◆ Yang diharapkan ◆
Tulis ulang setiap baris dari semua entri di bawah sebagai daftar JSON berisi string, satu string per baris, tanpa baris kosong. Gambar tidak perlu dimasukkan ke dalam jawaban.

◆ Data latihan ini ◆

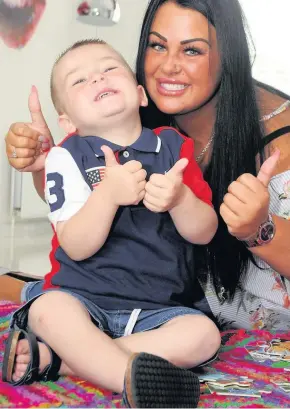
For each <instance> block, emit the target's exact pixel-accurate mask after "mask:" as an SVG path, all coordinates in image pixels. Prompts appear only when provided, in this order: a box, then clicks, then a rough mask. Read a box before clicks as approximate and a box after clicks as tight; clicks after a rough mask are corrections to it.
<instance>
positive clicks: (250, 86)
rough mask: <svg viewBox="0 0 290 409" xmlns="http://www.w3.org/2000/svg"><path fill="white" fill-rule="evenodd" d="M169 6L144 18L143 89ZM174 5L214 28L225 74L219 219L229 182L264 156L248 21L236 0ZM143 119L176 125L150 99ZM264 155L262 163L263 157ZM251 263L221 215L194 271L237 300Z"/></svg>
mask: <svg viewBox="0 0 290 409" xmlns="http://www.w3.org/2000/svg"><path fill="white" fill-rule="evenodd" d="M166 1H168V0H151V1H150V3H149V5H148V9H147V12H146V14H145V17H144V22H143V26H142V31H141V37H140V42H139V51H138V56H137V66H136V74H137V81H138V82H139V84H141V85H143V86H144V87H145V88H146V81H145V73H144V60H145V53H146V49H147V43H148V36H149V32H150V28H151V25H152V22H153V19H154V16H155V14H156V11H157V9H158V8H159V7H160V6H161V5H162V4H163V3H165V2H166ZM170 1H172V0H170ZM174 2H175V3H176V4H177V5H179V6H181V7H185V8H189V9H193V10H196V11H198V12H200V13H201V14H203V15H204V16H205V17H206V18H207V19H208V21H209V22H210V23H211V24H212V25H213V26H214V27H215V29H216V34H217V41H218V48H219V52H220V59H221V67H222V74H221V82H220V88H219V91H218V104H217V116H216V122H215V140H214V144H213V151H212V157H211V161H210V164H209V166H208V168H207V170H206V172H205V179H206V180H207V181H208V183H209V184H210V186H211V188H212V192H213V204H214V207H215V210H216V211H217V213H218V214H219V208H220V205H221V203H222V202H223V197H224V195H225V194H226V193H227V189H228V186H229V185H230V183H231V182H232V181H234V180H236V179H237V178H238V177H239V176H240V175H242V174H243V173H252V174H253V175H256V154H257V153H258V152H260V147H261V140H262V138H263V127H262V125H261V122H260V121H259V110H258V106H257V102H256V95H255V86H254V81H253V78H252V70H251V61H250V52H249V46H248V42H247V35H246V31H245V27H244V17H243V13H242V10H241V7H240V4H239V2H238V1H237V0H174ZM169 24H170V22H169ZM141 116H142V121H143V125H144V126H147V127H151V128H155V127H158V126H165V125H169V124H170V123H172V120H173V118H171V117H170V116H169V115H165V114H163V113H161V112H160V111H159V110H158V109H157V107H156V106H155V104H154V103H153V101H152V100H151V99H150V98H149V106H148V108H146V109H142V110H141ZM260 153H261V159H262V156H263V154H262V152H260ZM250 260H252V261H253V256H252V254H251V253H250V252H249V251H248V250H247V249H246V248H245V246H244V245H243V244H242V243H241V242H239V241H238V240H237V239H235V238H234V237H232V236H231V235H230V234H229V233H228V230H227V227H226V224H225V223H224V221H223V220H222V218H221V217H220V216H219V228H218V231H217V234H216V236H215V238H214V239H213V240H212V242H211V243H210V244H209V245H208V246H196V264H195V271H198V272H199V273H201V272H205V273H206V274H208V273H209V274H210V277H211V279H212V280H213V283H214V286H215V289H216V291H217V293H218V291H219V290H220V288H221V287H224V289H225V290H226V291H227V293H228V294H229V296H230V297H233V295H234V293H235V290H236V289H237V287H238V285H239V282H240V280H241V278H242V277H243V275H244V274H245V272H246V270H247V267H248V264H249V261H250ZM206 274H205V275H204V276H205V277H206ZM201 276H202V274H201Z"/></svg>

◆ Jawaban di bawah ◆
[
  "For each <instance> block, emit the target's exact pixel-accurate mask after \"mask:\" as an SVG path, all coordinates in image pixels. Prompts appear only when provided, in this order: a box, then clicks, then a rough mask. Read a box before clicks as approximate and a box after clicks as tight; clicks after a rough mask are corrections to it.",
  "<instance>",
  "positive clicks: (250, 86)",
  "rough mask: <svg viewBox=\"0 0 290 409\" xmlns=\"http://www.w3.org/2000/svg\"><path fill=\"white\" fill-rule=\"evenodd\" d=\"M169 6L144 18L143 89ZM174 5L214 28L225 74L219 219L229 182L264 156L248 21L236 0ZM143 119L176 125L150 99ZM264 155L262 163L263 157ZM251 263L221 215L194 271L237 300Z\"/></svg>",
  "mask: <svg viewBox=\"0 0 290 409\" xmlns=\"http://www.w3.org/2000/svg\"><path fill=\"white\" fill-rule=\"evenodd\" d=\"M166 1H168V0H151V1H150V3H149V5H148V9H147V12H146V14H145V17H144V22H143V26H142V31H141V37H140V42H139V51H138V56H137V66H136V74H137V81H138V82H139V84H141V85H143V86H144V87H145V88H146V81H145V73H144V60H145V53H146V49H147V43H148V36H149V32H150V28H151V25H152V22H153V19H154V16H155V14H156V11H157V9H158V8H159V7H160V6H161V5H162V4H163V3H165V2H166ZM170 1H172V0H170ZM174 2H175V3H176V4H177V5H179V6H181V7H185V8H189V9H193V10H196V11H198V12H200V13H201V14H203V15H204V16H205V17H206V18H207V19H208V21H209V22H210V23H211V24H212V25H213V26H214V27H215V29H216V34H217V41H218V48H219V52H220V59H221V67H222V74H221V82H220V88H219V91H218V104H217V116H216V122H215V140H214V144H213V151H212V157H211V161H210V164H209V166H208V168H207V170H206V172H205V179H206V180H207V181H208V183H209V184H210V186H211V188H212V192H213V204H214V207H215V210H216V211H217V213H218V214H219V208H220V205H221V203H222V202H223V197H224V195H225V194H226V193H227V189H228V186H229V185H230V183H231V182H232V181H234V180H236V179H237V178H238V177H239V176H240V175H242V174H243V173H252V174H253V175H256V154H257V153H258V152H260V147H261V140H262V138H263V127H262V125H261V122H260V121H259V110H258V106H257V102H256V95H255V86H254V81H253V78H252V70H251V61H250V52H249V46H248V42H247V35H246V31H245V27H244V17H243V13H242V10H241V7H240V4H239V2H238V1H237V0H174ZM169 24H170V22H169ZM141 116H142V121H143V125H144V126H147V127H151V128H155V127H158V126H165V125H169V124H170V123H172V120H173V118H171V117H170V116H169V115H165V114H163V113H161V112H160V111H159V110H158V109H157V107H156V106H155V104H154V103H153V101H152V100H151V99H150V98H149V106H148V108H146V109H142V110H141ZM260 153H261V159H262V156H263V154H262V152H260ZM250 260H252V261H253V256H252V254H251V253H250V252H249V251H248V250H247V249H246V248H245V246H244V245H243V244H242V243H241V242H239V241H238V240H237V239H235V238H234V237H232V236H231V235H230V234H229V233H228V230H227V227H226V224H225V223H224V221H223V220H222V218H221V217H220V216H219V228H218V231H217V234H216V236H215V238H214V239H213V240H212V242H211V243H210V244H209V245H208V246H196V264H195V271H198V272H199V273H201V272H205V273H206V274H208V273H209V274H210V277H211V279H212V280H213V283H214V286H215V289H216V291H217V293H218V291H219V290H220V288H221V287H224V289H225V290H226V291H227V293H228V294H229V296H230V297H233V295H234V293H235V290H236V289H237V287H238V285H239V282H240V280H241V278H242V277H243V275H244V274H245V272H246V270H247V267H248V264H249V261H250ZM206 274H205V275H204V276H205V277H206ZM201 276H202V274H201Z\"/></svg>"
]